>> Start Source
Deleting multiple lines from recursive pcregrep search

Question

In the header of every file in my project I have a block of comments that were generated by VCC with revision history for the file. We have moved away from VCC and no longer want to have the revision history in the file since it is obsolete.

I currently have a search pcregrep search that returns the exact results I'm looking for:

pcregrep -rM '(\$Rev)(?s)(.+?(?=\*\*))' *

I have tried piping the results into an xargs sed along with many other attempts to remove all the returned lines from the files but I get various errors including "File name too long"

I want to delete the entire block

Show sample input and your desired output for that sample input. — Cyrus, May 19 '15 at 19:24
I don't know sed/awk/grep etc.. But why don't you just use a simple prog via a macro lang or C# that you can just plop down a regex find/replace? This `I have a block of comments` says it all. That's the foundation. You have to remove the entire block, not just lines containing the content of interest. If you do that, you end up deleting the trailing `*/` part, leaving it naked forcing all the following code to be commented until the next `*/` it finds. — , May 19 '15 at 23:22

score 0 · Answer 1 · 2015-05-20T00:46:19.993

Since you are talking about C++ files, you can't just find comments,
you have to parse comments because literal strings could contain comment
delimiters.

This has been done before, no use re-inventing the wheel.
A simple grep is not going to cut it. You need a simple macro or C# console app
that has better capabilities.

If you want to go this route, below is a regex for you.
>> End Source
--- Exercise 1 ---
Reproduce the records below verbatim, starting at the line that contains "the red car" and ending with the last line of the records.
--- Exercise 2 ---
Carry on the forum thread about deleting the revision-history comment block, picking up after its final sentence.
>> Start Entries provided
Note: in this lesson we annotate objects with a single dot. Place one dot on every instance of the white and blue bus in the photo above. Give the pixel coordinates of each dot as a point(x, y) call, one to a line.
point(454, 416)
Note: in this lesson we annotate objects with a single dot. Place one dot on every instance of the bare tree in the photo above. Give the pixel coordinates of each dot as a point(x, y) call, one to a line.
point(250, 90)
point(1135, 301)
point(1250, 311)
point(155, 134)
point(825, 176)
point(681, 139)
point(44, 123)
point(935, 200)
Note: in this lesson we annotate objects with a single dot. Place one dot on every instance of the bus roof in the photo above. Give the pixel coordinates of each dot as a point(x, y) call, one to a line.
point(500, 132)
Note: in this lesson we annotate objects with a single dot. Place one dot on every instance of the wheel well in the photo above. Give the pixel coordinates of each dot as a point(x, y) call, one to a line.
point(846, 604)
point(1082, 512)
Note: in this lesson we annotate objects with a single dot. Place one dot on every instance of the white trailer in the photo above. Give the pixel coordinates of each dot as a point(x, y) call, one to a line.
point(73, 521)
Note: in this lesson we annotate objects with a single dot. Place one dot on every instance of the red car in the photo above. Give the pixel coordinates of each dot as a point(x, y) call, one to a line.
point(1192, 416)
>> End Entries provided
--- Reply 1 ---
Note: in this lesson we annotate objects with a single dot. Place one dot on every instance of the red car in the photo above. Give the pixel coordinates of each dot as a point(x, y) call, one to a line.
point(1192, 416)

--- Reply 2 ---
Each match will either match group 1 (comments block) or group 2 (non-comments).

You need to either rewrite a new string, via appending the results of each match.
Or, use a callback function to do the replacement.

Each time it matches group 2 just append that (or return it if callback) unchanged.

When it matches group 1, you have to run another regular expression on the
contents to see if the comment block contains the Revision information.
If it does contain it, don't append (or return "" if callback) its contents.
If it doesn't, just append it unchanged.

So, its a 2 step process.

Pseudo-code:

// here read in the source sting from file.
string strSrc = ReadFile( name );
string strNew = "";
Matcher CmtMatch, RevMatch;

while ( GloballyFind( CommentRegex, strSrc, CmtMatch ) )  
{
   if ( CmtMatch.matched(1) )
   {
       string strComment = Match.value(1);
       if ( FindFirst( RevisionRegex, strComment, RevMatch ) )
           continue;
        else
            strNew += strComment;
    }
    else
       strNew += Match.value(2);
 }
 // here write out the new string.

The same could be done via a ReplaceAll() using a callback function, if
using a Macro language. The logic goes in the callback.

Its not as hard as it looks, but if you want to do it right I'd do it this way.
And then, hey, you got a nifty utility to be used again.

Here is the regex expanded=, formatted and compressed.
(constructed with RegexFormat 6 (Unicode))

 # raw:  ((?:(?:^\h*)?(?:/\*[^*]*\*+(?:[^/*][^*]*\*+)*/(?:\h*\n(?=\h*(?:\n|/\*|//)))?|//(?:[^\\]|\\\n?)*?(?:\n(?=\h*(?:\n|/\*|//))|(?=\n))))+)|("(?:\\[\S\s]|[^"\\])*"|'(?:\\[\S\s]|[^'\\])*'|[\S\s][^/"'\\\s]*)
 # delimited:  /((?:(?:^\h*)?(?:\/\*[^*]*\*+(?:[^\/*][^*]*\*+)*\/(?:\h*\n(?=\h*(?:\n|\/\*|\/\/)))?|\/\/(?:[^\\]|\\\n?)*?(?:\n(?=\h*(?:\n|\/\*|\/\/))|(?=\n))))+)|("(?:\\[\S\s]|[^"\\])*"|'(?:\\[\S\s]|[^'\\])*'|[\S\s][^\/"'\\\s]*)/     
 # Dbl-quoted: "((?:(?:^\\h*)?(?:/\\*[^*]*\\*+(?:[^/*][^*]*\\*+)*/(?:\\h*\\n(?=\\h*(?:\\n|/\\*|//)))?|//(?:[^\\\\]|\\\\\\n?)*?(?:\\n(?=\\h*(?:\\n|/\\*|//))|(?=\\n))))+)|(\"(?:\\\\[\\S\\s]|[^\"\\\\])*\"|'(?:\\\\[\\S\\s]|[^'\\\\])*'|[\\S\\s][^/\"'\\\\\\s]*)"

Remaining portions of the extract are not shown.